··· Material for the task

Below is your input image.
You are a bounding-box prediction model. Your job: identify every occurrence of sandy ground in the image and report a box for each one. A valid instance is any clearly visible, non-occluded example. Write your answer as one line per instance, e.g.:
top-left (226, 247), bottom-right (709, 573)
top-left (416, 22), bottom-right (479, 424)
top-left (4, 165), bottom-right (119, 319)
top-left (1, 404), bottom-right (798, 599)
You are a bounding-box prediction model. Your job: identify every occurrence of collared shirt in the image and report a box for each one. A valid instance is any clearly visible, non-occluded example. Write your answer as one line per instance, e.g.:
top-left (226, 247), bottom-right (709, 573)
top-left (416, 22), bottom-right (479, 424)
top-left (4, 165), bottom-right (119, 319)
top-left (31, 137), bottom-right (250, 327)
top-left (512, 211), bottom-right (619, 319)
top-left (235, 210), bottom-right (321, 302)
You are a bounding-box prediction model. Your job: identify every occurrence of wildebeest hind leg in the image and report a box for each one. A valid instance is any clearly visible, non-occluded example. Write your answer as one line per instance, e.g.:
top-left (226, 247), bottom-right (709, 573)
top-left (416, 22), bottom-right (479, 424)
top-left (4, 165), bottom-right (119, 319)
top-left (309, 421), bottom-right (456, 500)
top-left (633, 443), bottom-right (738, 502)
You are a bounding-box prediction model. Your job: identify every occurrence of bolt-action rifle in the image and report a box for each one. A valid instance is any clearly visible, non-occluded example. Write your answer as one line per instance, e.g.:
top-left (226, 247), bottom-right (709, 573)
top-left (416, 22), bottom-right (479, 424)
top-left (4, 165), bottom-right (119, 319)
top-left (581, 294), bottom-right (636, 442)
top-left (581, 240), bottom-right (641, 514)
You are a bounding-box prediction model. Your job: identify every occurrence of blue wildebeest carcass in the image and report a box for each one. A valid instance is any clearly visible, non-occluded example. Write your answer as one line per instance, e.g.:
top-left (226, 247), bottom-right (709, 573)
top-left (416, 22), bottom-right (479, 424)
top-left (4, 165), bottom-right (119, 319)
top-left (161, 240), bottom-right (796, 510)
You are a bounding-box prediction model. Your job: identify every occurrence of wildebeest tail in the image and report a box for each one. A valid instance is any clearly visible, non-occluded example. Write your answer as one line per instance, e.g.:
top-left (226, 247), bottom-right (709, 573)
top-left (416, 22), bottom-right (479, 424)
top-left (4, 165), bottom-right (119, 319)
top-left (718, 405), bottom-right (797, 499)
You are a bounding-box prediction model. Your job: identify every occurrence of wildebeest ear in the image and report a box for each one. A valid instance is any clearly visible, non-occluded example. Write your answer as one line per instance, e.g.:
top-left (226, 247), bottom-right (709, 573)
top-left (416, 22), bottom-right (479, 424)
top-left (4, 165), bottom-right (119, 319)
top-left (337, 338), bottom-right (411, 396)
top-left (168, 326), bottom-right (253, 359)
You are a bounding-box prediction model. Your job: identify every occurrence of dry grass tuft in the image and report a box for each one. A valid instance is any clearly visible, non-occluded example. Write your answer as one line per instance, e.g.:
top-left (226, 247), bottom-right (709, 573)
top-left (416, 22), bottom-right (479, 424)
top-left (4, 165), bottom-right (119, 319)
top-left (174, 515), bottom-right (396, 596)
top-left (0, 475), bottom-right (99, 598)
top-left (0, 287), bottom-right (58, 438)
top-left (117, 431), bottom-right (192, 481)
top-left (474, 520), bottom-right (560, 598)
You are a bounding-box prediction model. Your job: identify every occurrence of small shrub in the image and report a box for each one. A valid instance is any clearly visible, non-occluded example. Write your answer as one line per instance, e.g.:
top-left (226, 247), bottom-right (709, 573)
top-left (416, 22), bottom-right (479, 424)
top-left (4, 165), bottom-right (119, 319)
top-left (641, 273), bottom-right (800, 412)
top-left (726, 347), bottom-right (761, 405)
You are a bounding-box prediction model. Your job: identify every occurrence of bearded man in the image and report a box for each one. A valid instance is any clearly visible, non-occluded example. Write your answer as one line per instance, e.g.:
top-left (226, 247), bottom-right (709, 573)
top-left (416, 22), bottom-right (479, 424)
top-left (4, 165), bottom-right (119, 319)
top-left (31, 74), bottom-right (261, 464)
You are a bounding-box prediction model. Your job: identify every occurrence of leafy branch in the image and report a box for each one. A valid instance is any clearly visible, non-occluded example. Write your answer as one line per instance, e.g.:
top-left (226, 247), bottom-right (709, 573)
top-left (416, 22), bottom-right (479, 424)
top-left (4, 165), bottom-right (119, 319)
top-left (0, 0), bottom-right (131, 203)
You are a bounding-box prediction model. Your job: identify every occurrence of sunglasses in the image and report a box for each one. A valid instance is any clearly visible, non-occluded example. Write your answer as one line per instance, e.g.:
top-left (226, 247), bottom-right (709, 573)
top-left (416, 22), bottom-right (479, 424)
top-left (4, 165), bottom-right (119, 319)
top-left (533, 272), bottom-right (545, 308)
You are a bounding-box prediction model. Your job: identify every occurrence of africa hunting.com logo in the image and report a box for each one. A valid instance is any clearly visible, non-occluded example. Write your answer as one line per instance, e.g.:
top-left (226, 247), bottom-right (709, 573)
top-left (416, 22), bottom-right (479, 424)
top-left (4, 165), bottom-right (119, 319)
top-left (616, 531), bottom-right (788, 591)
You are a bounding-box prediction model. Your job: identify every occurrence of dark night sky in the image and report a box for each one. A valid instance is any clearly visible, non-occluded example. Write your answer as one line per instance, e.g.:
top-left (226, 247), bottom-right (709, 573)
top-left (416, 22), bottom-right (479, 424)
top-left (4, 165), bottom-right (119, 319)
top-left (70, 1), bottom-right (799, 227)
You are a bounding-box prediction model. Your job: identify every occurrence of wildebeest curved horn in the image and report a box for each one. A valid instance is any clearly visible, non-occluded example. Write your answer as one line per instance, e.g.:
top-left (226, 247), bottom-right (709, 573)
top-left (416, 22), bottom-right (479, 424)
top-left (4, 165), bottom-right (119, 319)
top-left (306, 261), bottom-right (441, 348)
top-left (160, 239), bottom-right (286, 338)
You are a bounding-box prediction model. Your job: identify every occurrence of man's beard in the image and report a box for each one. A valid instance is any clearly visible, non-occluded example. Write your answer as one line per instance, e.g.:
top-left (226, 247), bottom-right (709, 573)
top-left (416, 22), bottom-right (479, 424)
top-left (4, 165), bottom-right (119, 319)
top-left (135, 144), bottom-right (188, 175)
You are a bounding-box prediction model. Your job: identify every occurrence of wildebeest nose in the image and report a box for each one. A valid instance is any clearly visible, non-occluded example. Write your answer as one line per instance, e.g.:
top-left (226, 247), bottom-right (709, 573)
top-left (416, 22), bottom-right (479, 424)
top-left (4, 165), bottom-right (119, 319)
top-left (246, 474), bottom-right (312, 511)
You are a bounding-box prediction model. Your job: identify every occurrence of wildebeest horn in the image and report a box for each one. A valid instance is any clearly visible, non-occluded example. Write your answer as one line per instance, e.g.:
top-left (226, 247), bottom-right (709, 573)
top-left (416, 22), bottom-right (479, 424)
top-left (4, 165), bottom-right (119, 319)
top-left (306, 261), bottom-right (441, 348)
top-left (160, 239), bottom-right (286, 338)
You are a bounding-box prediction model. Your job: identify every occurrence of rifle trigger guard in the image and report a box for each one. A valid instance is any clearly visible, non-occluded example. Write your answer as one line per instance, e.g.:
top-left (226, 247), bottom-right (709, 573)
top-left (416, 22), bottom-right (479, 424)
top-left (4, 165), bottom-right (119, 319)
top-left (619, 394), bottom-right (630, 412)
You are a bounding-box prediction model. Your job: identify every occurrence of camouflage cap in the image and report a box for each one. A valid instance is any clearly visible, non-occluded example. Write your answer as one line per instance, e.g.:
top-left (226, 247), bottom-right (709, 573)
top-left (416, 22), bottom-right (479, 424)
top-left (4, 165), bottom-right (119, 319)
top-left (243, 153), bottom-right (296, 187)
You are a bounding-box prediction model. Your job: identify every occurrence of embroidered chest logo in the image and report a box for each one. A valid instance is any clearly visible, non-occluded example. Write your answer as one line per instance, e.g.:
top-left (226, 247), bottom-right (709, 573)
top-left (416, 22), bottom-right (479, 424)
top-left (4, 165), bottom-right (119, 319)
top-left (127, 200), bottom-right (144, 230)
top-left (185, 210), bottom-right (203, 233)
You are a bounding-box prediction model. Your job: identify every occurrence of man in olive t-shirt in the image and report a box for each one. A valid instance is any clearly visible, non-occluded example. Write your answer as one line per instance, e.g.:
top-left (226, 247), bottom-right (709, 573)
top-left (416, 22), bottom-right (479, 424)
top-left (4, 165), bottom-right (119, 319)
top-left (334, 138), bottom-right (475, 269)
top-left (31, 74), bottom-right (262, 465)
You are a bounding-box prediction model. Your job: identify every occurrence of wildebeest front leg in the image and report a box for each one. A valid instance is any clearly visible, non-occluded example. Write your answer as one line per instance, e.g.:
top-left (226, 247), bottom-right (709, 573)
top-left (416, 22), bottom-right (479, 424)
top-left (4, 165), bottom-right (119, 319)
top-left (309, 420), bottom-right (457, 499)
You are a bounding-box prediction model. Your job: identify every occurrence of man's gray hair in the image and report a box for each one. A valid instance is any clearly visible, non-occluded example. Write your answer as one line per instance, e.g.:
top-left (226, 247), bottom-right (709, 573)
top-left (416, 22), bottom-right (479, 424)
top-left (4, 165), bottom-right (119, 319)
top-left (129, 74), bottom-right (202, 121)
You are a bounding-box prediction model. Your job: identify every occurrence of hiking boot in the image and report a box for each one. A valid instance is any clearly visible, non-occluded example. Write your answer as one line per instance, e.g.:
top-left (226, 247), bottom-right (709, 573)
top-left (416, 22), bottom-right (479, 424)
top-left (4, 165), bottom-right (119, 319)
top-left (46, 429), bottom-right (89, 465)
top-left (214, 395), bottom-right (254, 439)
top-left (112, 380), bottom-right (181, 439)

······

- [Work request]: Looking at the entries, state how many lines hold the string "logo", with the number as the sole reply.

- [Finished task]: 2